Start of Text under study
Recently on Quora I was challenged to assess the likely capacity of soil carbon sequestration approaches (sometimes referred to as biological carbon capture and sequestration or BCCS) by a researcher in the space. The premise was that two thirds of the carbon which had been sequestered in the soil had been lost into the atmosphere as grasslands were converted to large-scale agriculture, and that changing agricultural practices would be sufficient to act as a sink for the majority of excess CO2 emitted.
What exactly is the mechanism? How much potential does BCCS offer? How much effort would be required to implement a large scale fix? Reasonable questions, so I went hunting for answers.
There have been some interesting findings in plant biology in the past two decades, specifically concerning something called glomalin.
Glomalin is a glycoprotein produced abundantly on hyphae and spores of arbuscular mycorrhizal (AM) fungi in soil and in roots. Glomalin was discovered in 1996 by Sara F. Wright, a scientist at the USDA Agricultural Research Service. The name comes from Glomales, an order of fungi.
To summarize the premise behind modern BCCS:
Carbon has been lost from native soils as they became agriculturally productive. The concept of BCCS is shift to agricultural approaches which support glomalin from approaches which reduce it, increasing the carbon uptake of soil. The various sources provided supported this theory (any sources not linked in the body of this article are provided below as additional reading).
As a lot of the sources were Australian, I went to my go-to Australian source for good climate information, CSIRO. I found this very useful briefing paper on soil sequestration from 2010.
The part that leapt out at me in the Executive Summary of the material on p. iv:
Globally, this loss of SOC has resulted in the emission of at least 150 Petagrams (Pg) of carbon dioxide to the atmosphere (1 Petagram = 1 Gigatonne = 10^15 grams). Recapturing even a small fraction of these legacy emissions through improved land management would represent a significant greenhouse gas emissions reduction.
As CO2 has risen from 150 to 400 ppm, this represents an increase of about 1,170 gigatonnes of excess CO2 in total, and annually we are contributing about 10 gigatonnes.
Let’s make the assumption that all agricultural land globally could be returned to a baseline of the same sequestration as native land over the course of the next 50 years. That means that we’d be at about 1,222 gigatonnes of extra CO2 and the soil would sequester about 150 gigatonnes out of that total, or about 12%.
However, this 12% is dominantly a temporary biological sink.
That study showed that glomalin accounts for 27 percent of the carbon in soil and is a major component of soil organic matter. Nichols, Wright, and E. Kudjo Dzantor, a soil scientist at the University of Maryland-College Park, found that glomalin weighs 2 to 24 times more than humic acid, a product of decaying plants that up to now was thought to be the main contributor to soil carbon. But humic acid contributes only about 8 percent of the carbon. Another team recently used carbon dating to estimate that glomalin lasts 7 to 42 years, depending on conditions.
Glomalin, as with all biological sinks, is temporary. Movement of CO2 into permanent sinks occurs, but also movement back into the atmosphere. Biological sinks become saturated and then atmospheric levels of CO2 remain in balance with the sink.
End of Text under study
Task instructions:
1. Answer these questions from the soil carbon article:
(a) In what year was glomalin discovered?
(b) What percentage of the carbon in soil does glomalin account for?
(c) How long does glomalin last, according to the carbon dating estimate?
2. Please list every person named in the soil carbon article.
3. Carry on the soil carbon article from its final sentence.
The material after the soil carbon article is separate from it.
Start of Supplied material
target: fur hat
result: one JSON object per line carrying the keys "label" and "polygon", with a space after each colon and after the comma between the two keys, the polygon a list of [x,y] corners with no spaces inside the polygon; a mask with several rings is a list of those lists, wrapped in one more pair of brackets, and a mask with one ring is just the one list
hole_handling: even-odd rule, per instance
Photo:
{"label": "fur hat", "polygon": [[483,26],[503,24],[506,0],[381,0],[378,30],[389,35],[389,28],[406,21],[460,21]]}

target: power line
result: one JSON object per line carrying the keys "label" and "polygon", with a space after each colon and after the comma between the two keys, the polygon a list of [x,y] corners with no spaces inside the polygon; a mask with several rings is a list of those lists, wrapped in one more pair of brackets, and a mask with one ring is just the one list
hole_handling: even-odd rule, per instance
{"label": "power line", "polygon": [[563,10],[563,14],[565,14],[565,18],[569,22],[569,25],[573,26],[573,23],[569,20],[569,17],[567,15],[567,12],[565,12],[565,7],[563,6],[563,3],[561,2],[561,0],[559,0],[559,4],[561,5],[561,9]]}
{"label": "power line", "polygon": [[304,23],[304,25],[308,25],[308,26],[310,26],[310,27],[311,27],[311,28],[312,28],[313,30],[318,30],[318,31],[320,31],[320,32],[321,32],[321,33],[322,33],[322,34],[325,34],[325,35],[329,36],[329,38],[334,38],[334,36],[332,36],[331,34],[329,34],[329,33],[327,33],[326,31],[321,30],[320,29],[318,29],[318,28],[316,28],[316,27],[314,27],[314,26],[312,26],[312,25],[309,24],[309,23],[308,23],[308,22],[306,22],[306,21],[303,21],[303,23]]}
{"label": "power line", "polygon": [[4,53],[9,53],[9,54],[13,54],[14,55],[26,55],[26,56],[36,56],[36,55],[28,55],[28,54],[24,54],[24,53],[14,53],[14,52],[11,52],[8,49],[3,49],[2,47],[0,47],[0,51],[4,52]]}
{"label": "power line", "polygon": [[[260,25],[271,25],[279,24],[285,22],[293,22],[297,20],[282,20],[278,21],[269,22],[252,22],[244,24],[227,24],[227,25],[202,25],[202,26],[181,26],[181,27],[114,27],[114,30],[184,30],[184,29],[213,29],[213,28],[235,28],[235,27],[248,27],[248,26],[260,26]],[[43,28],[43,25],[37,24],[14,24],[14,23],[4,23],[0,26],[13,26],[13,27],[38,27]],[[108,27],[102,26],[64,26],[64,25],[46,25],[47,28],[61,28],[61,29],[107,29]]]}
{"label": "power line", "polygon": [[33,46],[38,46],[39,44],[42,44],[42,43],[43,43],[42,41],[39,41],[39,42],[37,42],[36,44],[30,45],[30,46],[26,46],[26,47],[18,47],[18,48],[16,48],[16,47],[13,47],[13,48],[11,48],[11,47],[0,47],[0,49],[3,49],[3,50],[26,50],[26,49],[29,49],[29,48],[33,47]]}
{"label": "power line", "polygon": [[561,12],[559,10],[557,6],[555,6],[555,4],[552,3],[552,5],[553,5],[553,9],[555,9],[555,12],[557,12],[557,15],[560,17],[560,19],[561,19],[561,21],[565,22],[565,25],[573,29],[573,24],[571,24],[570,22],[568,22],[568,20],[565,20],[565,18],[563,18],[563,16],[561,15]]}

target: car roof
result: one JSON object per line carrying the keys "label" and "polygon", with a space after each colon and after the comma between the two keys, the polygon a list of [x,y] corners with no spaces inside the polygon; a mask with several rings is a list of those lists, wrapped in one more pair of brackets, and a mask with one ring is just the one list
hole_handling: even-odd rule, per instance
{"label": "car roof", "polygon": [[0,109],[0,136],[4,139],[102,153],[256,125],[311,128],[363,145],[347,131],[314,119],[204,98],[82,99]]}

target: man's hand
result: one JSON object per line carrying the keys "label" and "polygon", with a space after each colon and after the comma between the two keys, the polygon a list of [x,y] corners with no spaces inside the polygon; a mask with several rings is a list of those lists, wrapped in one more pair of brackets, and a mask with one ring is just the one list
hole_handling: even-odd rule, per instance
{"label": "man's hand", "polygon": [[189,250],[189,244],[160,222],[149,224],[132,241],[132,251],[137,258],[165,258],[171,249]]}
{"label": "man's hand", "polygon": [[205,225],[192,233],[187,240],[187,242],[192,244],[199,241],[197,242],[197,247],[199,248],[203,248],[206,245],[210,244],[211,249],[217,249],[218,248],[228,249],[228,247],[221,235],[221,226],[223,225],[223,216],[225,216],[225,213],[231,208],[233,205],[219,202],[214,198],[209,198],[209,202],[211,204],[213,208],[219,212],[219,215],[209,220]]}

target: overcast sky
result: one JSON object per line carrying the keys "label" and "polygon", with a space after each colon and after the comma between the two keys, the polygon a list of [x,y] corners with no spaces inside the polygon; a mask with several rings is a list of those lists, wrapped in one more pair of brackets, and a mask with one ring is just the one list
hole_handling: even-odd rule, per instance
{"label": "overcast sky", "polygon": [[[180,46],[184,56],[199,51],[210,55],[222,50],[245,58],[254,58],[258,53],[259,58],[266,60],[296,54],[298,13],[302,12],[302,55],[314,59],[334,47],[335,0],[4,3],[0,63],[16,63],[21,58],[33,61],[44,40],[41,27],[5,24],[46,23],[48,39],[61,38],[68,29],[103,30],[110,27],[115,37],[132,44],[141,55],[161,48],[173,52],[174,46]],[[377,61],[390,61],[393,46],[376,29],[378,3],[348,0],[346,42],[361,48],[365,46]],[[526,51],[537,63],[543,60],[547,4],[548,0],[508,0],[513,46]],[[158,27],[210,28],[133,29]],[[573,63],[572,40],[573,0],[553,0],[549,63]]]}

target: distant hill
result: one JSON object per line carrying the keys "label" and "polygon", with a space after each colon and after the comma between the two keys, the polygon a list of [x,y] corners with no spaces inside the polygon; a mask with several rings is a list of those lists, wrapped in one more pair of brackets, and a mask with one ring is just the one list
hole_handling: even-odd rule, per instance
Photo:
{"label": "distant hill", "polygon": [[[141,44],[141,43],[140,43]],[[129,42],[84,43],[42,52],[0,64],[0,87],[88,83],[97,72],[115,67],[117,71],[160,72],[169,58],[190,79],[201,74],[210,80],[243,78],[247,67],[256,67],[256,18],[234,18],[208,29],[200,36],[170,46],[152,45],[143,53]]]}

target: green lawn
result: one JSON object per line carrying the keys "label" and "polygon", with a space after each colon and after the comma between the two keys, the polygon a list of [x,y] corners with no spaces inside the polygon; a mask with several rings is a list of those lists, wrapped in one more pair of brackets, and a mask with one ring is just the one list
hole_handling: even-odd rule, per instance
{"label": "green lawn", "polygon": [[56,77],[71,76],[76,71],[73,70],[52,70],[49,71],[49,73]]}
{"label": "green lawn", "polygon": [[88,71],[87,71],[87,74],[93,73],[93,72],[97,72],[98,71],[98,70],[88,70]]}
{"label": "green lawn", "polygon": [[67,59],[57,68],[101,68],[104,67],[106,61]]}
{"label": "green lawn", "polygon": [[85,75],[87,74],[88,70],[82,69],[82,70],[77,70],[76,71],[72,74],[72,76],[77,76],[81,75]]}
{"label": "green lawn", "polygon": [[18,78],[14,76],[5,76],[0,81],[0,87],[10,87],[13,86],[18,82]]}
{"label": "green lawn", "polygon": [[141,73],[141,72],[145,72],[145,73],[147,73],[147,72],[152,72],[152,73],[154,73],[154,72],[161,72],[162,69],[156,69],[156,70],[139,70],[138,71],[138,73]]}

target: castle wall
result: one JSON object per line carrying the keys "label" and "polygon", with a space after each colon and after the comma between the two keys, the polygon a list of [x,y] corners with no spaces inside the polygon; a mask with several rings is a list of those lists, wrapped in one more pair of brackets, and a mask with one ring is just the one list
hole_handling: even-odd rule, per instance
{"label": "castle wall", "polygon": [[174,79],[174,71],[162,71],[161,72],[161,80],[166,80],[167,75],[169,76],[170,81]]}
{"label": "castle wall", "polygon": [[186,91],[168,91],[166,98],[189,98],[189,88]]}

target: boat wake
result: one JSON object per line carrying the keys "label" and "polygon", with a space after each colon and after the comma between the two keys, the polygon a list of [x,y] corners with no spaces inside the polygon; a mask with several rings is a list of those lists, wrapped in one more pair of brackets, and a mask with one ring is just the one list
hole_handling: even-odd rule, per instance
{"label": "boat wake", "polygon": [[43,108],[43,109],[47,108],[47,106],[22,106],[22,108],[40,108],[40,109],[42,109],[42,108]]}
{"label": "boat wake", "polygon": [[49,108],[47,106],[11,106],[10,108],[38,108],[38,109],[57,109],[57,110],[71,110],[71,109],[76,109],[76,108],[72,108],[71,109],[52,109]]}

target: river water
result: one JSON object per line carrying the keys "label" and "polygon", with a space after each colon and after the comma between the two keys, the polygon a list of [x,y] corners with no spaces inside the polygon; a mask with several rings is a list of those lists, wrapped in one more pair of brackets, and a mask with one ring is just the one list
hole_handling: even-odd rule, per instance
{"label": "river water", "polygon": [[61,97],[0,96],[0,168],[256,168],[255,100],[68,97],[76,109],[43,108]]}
End of Supplied material
Answers for the exercise:
1.
(a) 1996
(b) 27 percent
(c) 7 to 42 years, depending on conditions

2.
Sara F. Wright
Nichols
E. Kudjo Dzantor

3.
There has been recent bad news for soil sequestration via a radiocarbon dating of soil carbon study published in Science by a UCal team in September 2016.
A gloss on the study in the Guardian is good and in more accessible terms.
Scientists from the University of California, Irvine (UCI) found that models used by the UN’s Intergovernmental Panel on Climate Change (IPCC) assume a much faster cycling of carbon through soils than is actually the case. Data taken from 157 soil samples taken from around the world show the average age of soil carbon is more than six times older than previously thought.
This means it will take hundreds or even thousands of years for soils to soak up large amounts of the extra CO2 pumped into the atmosphere by human activity – far too long to be relied upon as a way to help the world avoid dangerous global warming this century.
So the answer of 12% by 2050 is actually much slower, centuries slower in fact. That’s too slow to be of use in any near term attempt to deal with warming.
Like a more virtuous corn ethanol, BCCS enables governments to give money to farmers who are a large voting block. This is happening in jurisdictions around the world.
The science says it’s not a short-term climate solution, but that better tillage practices are a very good choice regardless. While sequestration might be a bit of a red herring, reduced soil erosion and better soil biology are strong net benefits regardless.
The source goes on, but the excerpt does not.